> _YOUR GOAL_: Write out exactly the lines running from the one that contains "--target gray vinyl siding" through the end of the material.

> _SUPPLIED INFORMATION_:
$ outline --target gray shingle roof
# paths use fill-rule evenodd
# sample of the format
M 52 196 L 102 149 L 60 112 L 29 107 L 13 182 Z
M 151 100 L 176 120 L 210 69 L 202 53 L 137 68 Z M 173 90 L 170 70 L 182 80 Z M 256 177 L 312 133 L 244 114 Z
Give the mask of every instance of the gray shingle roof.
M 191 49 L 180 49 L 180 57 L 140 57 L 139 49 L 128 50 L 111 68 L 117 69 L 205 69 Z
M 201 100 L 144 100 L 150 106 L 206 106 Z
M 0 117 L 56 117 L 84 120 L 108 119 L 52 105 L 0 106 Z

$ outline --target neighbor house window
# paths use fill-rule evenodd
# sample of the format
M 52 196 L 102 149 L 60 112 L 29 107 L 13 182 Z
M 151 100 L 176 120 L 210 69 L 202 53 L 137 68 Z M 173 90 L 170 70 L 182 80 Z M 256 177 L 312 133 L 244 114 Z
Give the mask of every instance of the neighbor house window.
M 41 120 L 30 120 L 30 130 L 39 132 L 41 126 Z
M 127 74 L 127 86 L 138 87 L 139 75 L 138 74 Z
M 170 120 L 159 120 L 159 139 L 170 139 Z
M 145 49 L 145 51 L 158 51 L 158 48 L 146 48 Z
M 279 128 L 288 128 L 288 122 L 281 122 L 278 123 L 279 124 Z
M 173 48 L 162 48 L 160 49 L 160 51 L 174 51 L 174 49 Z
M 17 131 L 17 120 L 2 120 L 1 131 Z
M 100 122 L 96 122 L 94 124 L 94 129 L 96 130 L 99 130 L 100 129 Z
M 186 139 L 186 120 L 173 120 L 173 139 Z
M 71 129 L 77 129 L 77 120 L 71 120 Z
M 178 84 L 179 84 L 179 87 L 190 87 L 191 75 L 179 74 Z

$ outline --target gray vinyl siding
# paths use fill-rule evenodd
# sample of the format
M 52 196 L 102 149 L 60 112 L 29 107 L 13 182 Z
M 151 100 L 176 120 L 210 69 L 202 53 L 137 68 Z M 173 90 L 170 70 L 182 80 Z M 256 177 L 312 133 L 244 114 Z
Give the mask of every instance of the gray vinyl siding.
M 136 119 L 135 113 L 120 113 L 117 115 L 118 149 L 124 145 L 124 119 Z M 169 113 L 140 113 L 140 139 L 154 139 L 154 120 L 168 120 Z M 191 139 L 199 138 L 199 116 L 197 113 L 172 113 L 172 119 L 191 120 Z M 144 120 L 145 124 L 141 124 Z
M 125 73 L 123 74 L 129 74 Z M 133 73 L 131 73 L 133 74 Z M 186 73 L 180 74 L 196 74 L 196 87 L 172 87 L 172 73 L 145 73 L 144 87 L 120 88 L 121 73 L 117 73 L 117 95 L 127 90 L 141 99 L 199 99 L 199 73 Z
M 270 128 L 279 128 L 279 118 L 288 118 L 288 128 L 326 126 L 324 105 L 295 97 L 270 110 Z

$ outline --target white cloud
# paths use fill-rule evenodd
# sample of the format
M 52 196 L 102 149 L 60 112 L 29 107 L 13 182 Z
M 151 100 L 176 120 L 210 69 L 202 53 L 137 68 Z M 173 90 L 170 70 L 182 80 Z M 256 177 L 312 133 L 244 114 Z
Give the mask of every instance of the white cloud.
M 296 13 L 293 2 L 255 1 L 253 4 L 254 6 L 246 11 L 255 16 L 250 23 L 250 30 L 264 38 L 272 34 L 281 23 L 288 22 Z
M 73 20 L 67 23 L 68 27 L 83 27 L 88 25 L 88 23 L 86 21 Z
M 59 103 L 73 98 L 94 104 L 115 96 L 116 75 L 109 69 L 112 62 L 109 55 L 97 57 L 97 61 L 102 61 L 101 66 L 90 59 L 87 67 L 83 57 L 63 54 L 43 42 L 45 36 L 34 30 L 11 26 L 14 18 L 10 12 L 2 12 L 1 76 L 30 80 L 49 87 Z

> _ANSWER IN FULL_:
$ outline --target gray vinyl siding
# paths use fill-rule evenodd
# sample of the format
M 52 196 L 102 149 L 60 112 L 29 107 L 13 182 Z
M 151 100 L 176 120 L 210 69 L 202 53 L 137 68 Z M 173 90 L 170 70 L 182 80 Z M 256 177 L 312 133 L 244 114 Z
Give the mask of every instance of the gray vinyl siding.
M 136 119 L 135 113 L 120 113 L 117 115 L 118 149 L 124 145 L 124 119 Z M 169 113 L 140 113 L 140 139 L 154 139 L 154 120 L 168 120 Z M 191 139 L 199 138 L 199 116 L 197 113 L 172 113 L 172 119 L 191 120 Z M 144 120 L 145 124 L 141 124 Z
M 125 73 L 123 74 L 129 74 Z M 133 73 L 131 73 L 133 74 Z M 186 73 L 180 74 L 196 74 L 196 87 L 172 87 L 172 73 L 145 73 L 144 87 L 120 88 L 121 73 L 117 73 L 117 95 L 127 90 L 141 99 L 199 99 L 199 73 Z
M 270 128 L 279 128 L 279 118 L 288 118 L 288 128 L 326 126 L 324 105 L 295 97 L 270 110 Z

$ outline --target white cloud
# paths use fill-rule evenodd
# sample of the format
M 52 196 L 102 149 L 60 112 L 29 107 L 13 182 Z
M 151 100 L 176 120 L 210 69 L 202 53 L 137 68 Z M 173 90 L 170 70 L 182 80 Z M 256 177 L 312 133 L 244 114 Z
Give the mask of every instance of the white cloud.
M 296 13 L 293 2 L 255 1 L 253 4 L 254 6 L 246 11 L 255 16 L 250 23 L 250 30 L 264 38 L 272 34 L 281 23 L 288 22 Z
M 73 20 L 67 23 L 68 27 L 83 27 L 88 25 L 88 23 L 86 21 Z
M 59 103 L 73 98 L 94 104 L 115 96 L 116 75 L 109 69 L 112 62 L 109 55 L 97 57 L 97 61 L 102 61 L 101 66 L 90 59 L 87 67 L 83 57 L 63 54 L 43 42 L 45 36 L 34 30 L 11 26 L 14 18 L 10 12 L 2 12 L 1 76 L 30 80 L 49 87 Z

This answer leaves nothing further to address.